Exercise directions: Lay out as a numbered list the rows starting with the one that contains "We need ground-truth boxes for white" and going on through the one that contains "[462,476,502,601]", skipping any blank lines.

:: Entries ::

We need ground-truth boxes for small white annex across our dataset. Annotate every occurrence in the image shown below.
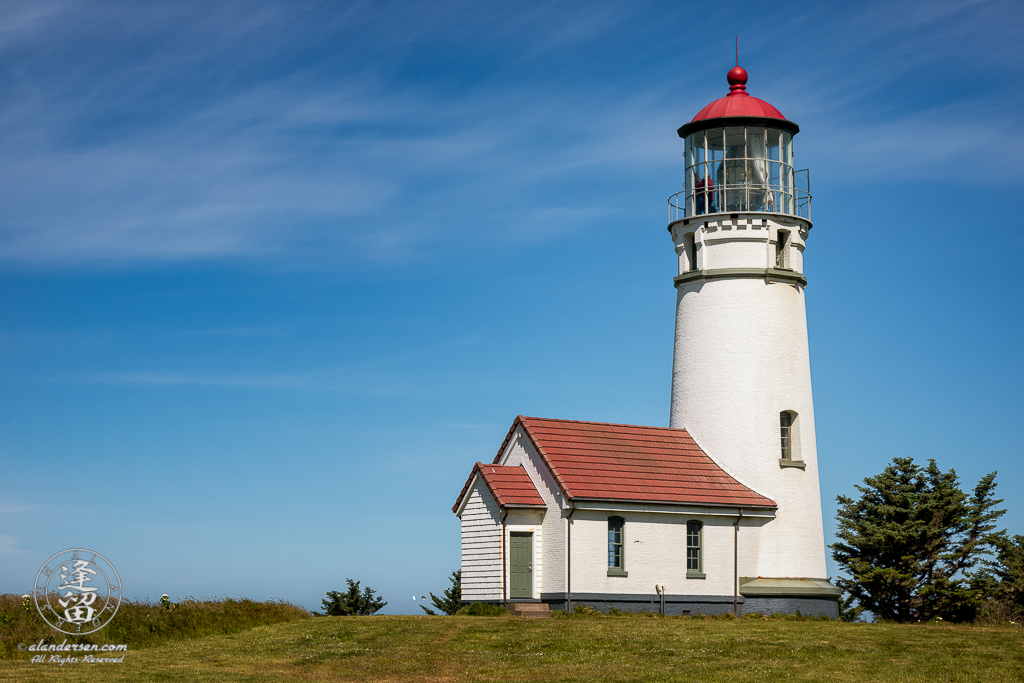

:::
:: Entries ::

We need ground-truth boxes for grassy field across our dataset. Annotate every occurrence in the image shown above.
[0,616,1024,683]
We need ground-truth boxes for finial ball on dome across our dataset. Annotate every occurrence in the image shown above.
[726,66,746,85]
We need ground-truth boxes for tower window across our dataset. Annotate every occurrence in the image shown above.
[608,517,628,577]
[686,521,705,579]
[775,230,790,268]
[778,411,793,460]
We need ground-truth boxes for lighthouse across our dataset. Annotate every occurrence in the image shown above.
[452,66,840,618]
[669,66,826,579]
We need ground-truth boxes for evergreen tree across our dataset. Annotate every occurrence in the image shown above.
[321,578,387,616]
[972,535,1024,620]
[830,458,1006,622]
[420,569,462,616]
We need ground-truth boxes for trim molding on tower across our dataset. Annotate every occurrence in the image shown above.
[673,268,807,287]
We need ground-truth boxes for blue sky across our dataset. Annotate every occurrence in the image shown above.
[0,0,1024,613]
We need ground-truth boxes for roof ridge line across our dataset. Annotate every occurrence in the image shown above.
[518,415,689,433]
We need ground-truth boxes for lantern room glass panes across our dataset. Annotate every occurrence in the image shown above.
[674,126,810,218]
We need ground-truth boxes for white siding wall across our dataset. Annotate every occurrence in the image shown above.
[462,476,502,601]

:::

Completed exercise:
1. We need ground-truth boxes for white siding wall across our dataset. Annotate every occurrence in the image shown above.
2. [462,476,502,601]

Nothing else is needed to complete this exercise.